▸ SET TASK
Reproduce all of the following data verbatim, line for line.

Items listed in a dataset
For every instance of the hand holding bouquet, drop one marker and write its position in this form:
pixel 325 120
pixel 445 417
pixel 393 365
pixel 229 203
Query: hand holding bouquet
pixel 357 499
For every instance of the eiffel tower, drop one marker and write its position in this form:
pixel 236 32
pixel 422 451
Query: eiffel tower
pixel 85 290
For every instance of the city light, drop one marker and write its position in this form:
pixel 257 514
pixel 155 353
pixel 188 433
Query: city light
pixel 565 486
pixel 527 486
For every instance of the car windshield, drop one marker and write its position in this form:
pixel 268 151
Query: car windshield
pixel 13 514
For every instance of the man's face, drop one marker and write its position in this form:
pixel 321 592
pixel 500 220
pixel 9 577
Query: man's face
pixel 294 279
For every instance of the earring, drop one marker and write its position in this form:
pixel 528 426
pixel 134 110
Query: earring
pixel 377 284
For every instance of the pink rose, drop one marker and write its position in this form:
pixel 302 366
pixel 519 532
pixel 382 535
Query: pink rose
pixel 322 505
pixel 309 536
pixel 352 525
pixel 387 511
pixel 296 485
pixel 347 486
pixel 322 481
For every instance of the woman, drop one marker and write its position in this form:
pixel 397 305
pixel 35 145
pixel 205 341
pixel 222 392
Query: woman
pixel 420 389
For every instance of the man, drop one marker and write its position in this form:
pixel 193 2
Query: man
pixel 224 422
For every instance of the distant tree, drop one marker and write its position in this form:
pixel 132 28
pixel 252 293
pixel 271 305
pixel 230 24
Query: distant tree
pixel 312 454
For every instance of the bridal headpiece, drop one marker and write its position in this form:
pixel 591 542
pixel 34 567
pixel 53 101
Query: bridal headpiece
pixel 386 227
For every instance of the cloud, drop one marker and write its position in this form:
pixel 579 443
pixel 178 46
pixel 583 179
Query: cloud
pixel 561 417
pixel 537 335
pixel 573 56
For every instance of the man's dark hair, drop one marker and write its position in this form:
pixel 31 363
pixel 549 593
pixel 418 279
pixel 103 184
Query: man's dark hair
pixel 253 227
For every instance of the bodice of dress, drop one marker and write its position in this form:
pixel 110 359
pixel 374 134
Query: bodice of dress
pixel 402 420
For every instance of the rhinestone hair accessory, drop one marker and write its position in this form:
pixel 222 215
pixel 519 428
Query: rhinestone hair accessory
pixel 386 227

▸ SOLVED PROBLEM
For every instance of the hand holding bouquet, drop one marker and write its position in this form:
pixel 325 120
pixel 445 417
pixel 393 365
pixel 229 203
Query: hand holding bouquet
pixel 357 499
For every instance of the eiffel tower, drop one marker and write its position in this form:
pixel 236 32
pixel 422 451
Query: eiffel tower
pixel 85 290
For every instance of the city light, drop one marker and write its position in this form:
pixel 257 514
pixel 155 353
pixel 188 433
Query: city light
pixel 565 486
pixel 527 486
For every instance of the car windshield, drop one marker and write its position in this form:
pixel 268 151
Query: car windshield
pixel 13 514
For every instance of the man's face, drop one marker and write its position in this form:
pixel 321 592
pixel 500 220
pixel 9 577
Query: man's face
pixel 294 279
For every instance of the earring, drop one marker and write its position in this form:
pixel 528 426
pixel 134 110
Query: earring
pixel 377 284
For every instance of the pink rose, drop one marker and write its position in this form:
pixel 302 366
pixel 519 532
pixel 382 535
Query: pink rose
pixel 322 505
pixel 309 536
pixel 352 525
pixel 387 511
pixel 296 485
pixel 347 486
pixel 322 481
For every instance of the woman, drop one marker and write its position in this form:
pixel 397 305
pixel 35 145
pixel 205 341
pixel 222 392
Query: woman
pixel 420 389
For every instance of the man, drop one marker and write its position in this form:
pixel 193 2
Query: man
pixel 224 422
For every instance of the distant tree, drop one marker and write its position in this form:
pixel 132 28
pixel 252 293
pixel 271 305
pixel 230 24
Query: distant tree
pixel 312 454
For every instance of the bridal headpiece, drop one marker and write its position in this form:
pixel 591 542
pixel 34 567
pixel 53 101
Query: bridal headpiece
pixel 386 227
For every instance of the cloud, drop one marker and write its position in this form:
pixel 579 443
pixel 178 46
pixel 583 179
Query: cloud
pixel 561 417
pixel 537 335
pixel 573 56
For every instance of the man's dark hair, drop one marker and write its position in this form:
pixel 31 363
pixel 549 593
pixel 418 279
pixel 103 184
Query: man's dark hair
pixel 253 227
For every instance of the bodice of dress, drop one marker and write its position in this form:
pixel 110 359
pixel 374 134
Query: bodice of dress
pixel 402 420
For every instance of the rhinestone hair accessory, drop one marker and write its position in this form:
pixel 222 215
pixel 519 428
Query: rhinestone hair accessory
pixel 386 227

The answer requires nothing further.